● **Text excerpt**
The city could have taken on 50 projects, but to increase the probability of strong outcomes, Reichental said smaller cities like Palo Alto must cherry pick the experiments most likely to succeed.
“I think you can kind of go through each of these experiments and say, ‘What can we learn from it?’ and 'If there really is a benefit to our community, how should we continue to invest and develop them?'” Reichental said. “That, for us, is the ultimate metric.”
Testing must also be grounded in more mature efforts, he said. Out of the 25 projects on tap, Reichental named some of these: the city’s coming electric smart grid, a local commuter app, and dynamic and remote-controlled traffic lights. Another set of projects in this category include a refresh to city’s open data strategy, with the hire of the city’s first data scientist; and the creation of a digital library, an online platform that allows visitors to download borrowed books, music and register for library programs.
Though many of these projects have been seen elsewhere, what's new is their gradual emergence in smaller cities like Palo Alto and a growing capacity for departments like Reichental's to support them.

● **Recorded information**
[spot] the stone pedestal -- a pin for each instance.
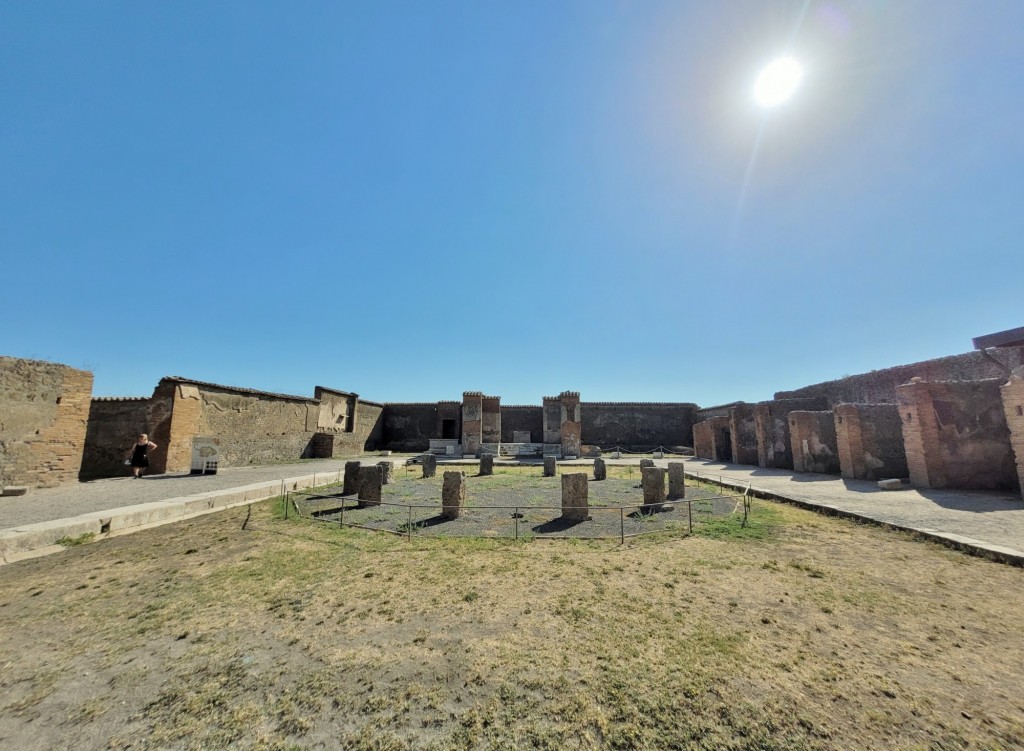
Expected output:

● **Written request**
From the Palo Alto text, list each of the projects the text gives as examples of testing grounded in more mature efforts.

● **Right answer**
- The city's coming electric smart grid
- A local commuter app
- Dynamic and remote-controlled traffic lights
- A refresh to the city's open data strategy, with the hire of the city's first data scientist
- The creation of a digital library, an online platform that allows visitors to download borrowed books, music and register for library programs